start MATERIAL FOR THE TASK
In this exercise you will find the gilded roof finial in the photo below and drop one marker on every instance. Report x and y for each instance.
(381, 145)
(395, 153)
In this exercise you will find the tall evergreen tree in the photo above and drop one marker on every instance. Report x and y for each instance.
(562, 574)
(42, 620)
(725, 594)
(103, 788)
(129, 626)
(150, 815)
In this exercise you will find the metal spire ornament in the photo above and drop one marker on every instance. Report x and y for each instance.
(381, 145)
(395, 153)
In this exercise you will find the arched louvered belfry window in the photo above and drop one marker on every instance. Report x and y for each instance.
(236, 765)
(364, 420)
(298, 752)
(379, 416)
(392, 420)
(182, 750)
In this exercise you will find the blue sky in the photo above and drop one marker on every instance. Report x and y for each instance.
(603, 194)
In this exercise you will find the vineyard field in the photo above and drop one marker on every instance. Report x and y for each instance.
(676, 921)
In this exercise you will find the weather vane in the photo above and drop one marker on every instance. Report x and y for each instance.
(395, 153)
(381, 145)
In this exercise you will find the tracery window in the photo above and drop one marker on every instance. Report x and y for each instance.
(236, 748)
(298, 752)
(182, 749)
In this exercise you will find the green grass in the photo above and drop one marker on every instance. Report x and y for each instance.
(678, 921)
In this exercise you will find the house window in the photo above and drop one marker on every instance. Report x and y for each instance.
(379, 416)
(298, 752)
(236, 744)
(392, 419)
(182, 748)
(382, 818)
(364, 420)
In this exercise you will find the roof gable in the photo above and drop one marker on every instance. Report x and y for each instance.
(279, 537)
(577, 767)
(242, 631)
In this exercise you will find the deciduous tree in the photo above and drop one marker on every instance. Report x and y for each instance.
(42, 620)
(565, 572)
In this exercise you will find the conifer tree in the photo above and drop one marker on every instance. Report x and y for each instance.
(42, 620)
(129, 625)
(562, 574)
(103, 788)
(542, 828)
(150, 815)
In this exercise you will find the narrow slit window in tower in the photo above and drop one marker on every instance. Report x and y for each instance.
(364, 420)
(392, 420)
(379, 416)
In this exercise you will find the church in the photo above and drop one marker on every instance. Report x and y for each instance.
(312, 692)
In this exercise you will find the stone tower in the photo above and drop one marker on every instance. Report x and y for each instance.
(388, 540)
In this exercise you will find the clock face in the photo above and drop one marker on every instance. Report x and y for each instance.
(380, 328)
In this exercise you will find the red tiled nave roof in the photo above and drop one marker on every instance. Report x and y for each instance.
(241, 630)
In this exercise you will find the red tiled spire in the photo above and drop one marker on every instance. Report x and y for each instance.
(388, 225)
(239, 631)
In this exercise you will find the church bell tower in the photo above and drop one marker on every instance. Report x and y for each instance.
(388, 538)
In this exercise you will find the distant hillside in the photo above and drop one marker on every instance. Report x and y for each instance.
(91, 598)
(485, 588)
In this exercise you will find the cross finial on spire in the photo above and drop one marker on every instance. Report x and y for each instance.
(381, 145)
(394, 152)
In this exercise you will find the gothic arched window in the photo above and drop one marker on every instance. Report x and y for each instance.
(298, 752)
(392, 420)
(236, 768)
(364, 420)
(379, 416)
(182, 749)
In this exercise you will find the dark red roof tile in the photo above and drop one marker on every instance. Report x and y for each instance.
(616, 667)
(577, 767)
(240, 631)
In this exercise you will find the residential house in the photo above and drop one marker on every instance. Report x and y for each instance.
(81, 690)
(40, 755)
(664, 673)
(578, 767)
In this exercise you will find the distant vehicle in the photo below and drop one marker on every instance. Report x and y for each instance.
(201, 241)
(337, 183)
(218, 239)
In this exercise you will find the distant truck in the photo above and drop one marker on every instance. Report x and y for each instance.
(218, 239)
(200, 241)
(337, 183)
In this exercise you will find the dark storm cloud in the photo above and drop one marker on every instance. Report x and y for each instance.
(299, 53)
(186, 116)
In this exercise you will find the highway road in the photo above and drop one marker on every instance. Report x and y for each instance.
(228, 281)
end MATERIAL FOR THE TASK
> _PROMPT_
Faithfully copy every entry, leaving nothing out.

> _THE COMPLETED TASK_
In this exercise you will find the gilded roof finial in the photo below and drop one marker on every instance. Report x and y for each instance.
(381, 145)
(395, 153)
In this exercise you will find the tall evergreen tree in the photo above and drop one marker on every instance. Report x and y for each instance.
(562, 574)
(42, 620)
(725, 594)
(103, 788)
(129, 626)
(150, 815)
In this exercise you will find the metal spire ornament in the photo above and drop one marker on every instance. Report x and y for each instance.
(381, 145)
(395, 153)
In this exercise you will find the arched louvered belfry window in the photo above and drop one marker on every instance. Report x and y for each instance.
(236, 765)
(364, 420)
(298, 752)
(379, 416)
(392, 420)
(182, 750)
In this exercise you will find the blue sky in the photo above and drop one marker on every instance. Report x and y for each instance.
(603, 194)
In this exercise you will find the vineyard field in the photo above and drop one marker on every instance. Report x and y for each instance.
(676, 921)
In this exercise you will find the weather vane in the photo above and drop one marker on every instance. Report x and y for each instance.
(395, 153)
(381, 145)
In this exercise you will find the tracery window in the photo above and drop one marker on every instance. Report x and y for each instance.
(236, 748)
(298, 752)
(182, 749)
In this exercise you will find the green grass in the photo above and drop one marker on every instance. Report x and y for each instance.
(678, 921)
In this exercise you will find the house window in the photo above and drop one marker on every instance. Report x and y for each instance.
(379, 416)
(298, 752)
(236, 744)
(392, 419)
(182, 748)
(382, 818)
(364, 420)
In this exercise you will find the roof gable in the photo above and drop one marker on every instance. Report x and y for each instance.
(279, 537)
(577, 767)
(242, 631)
In this exercise you will find the deciduous tree in the photo above and drop one marker on every instance. Report x and y for each instance.
(42, 620)
(565, 572)
In this exercise you will find the conifer tree in the photo above and drop one marker on every instance. Report x and y for each instance.
(42, 620)
(129, 625)
(562, 574)
(103, 788)
(542, 828)
(150, 815)
In this exercise you will find the narrow slit window in tower in the photo above and drop one marker on every instance. Report x and y for each instance.
(364, 420)
(392, 420)
(379, 416)
In this exercise you will find the church in the photo above and drop one marker on every instance. Report x and y for each instance.
(312, 692)
In this exercise you will find the stone tower in the photo above and drop one marker on every instance. Report x and y for each instance.
(388, 540)
In this exercise you will find the clock face in the photo above and drop one marker on every instance. Report x and y for each instance.
(380, 328)
In this exercise you will find the red tiled nave roof in the photo above and drop one marker on every instance. Report x and y for each instance.
(241, 630)
In this exercise you will find the red tiled spire in the photo above and drop one marker on every instance. Report x and y for each instance.
(388, 225)
(239, 631)
In this exercise you will find the church bell tower in the photo above and drop one marker on every instance. Report x and y for each instance.
(388, 538)
In this exercise you will find the distant hillside in the photo above and drop one marker on every instance. Report x and y for each instance.
(91, 598)
(485, 588)
In this exercise you will find the cross finial on spire in the photo above and drop one marker on every instance. Report x and y for each instance.
(381, 145)
(394, 152)
In this exercise you will find the gothic arched window in the photo above and drop one marker on every instance. Report x and y for each instance.
(298, 752)
(392, 420)
(236, 768)
(364, 420)
(379, 416)
(182, 749)
In this exercise you will find the dark red roof tile in the photo above and drop one marker on every instance. Report x and y for each instance.
(616, 667)
(577, 767)
(240, 631)
In this exercise you will find the residential house in the photo above and drop one marker on every instance. Report x and y for each instance.
(81, 690)
(40, 755)
(664, 673)
(578, 767)
In this exercise you will find the distant vehicle in the photo below and drop one marker on every instance. Report x and y for each instance.
(201, 241)
(337, 183)
(218, 239)
In this exercise you will find the distant truck in the photo above and drop one marker on every instance. Report x and y for each instance.
(218, 239)
(200, 241)
(337, 183)
In this exercise you will find the dark storm cloud in the photo above and drop one marker on every instance. Report x and y for each instance.
(299, 53)
(186, 116)
In this exercise you will find the highway road in the photo above and drop one marker on every instance. Report x and y for each instance.
(228, 281)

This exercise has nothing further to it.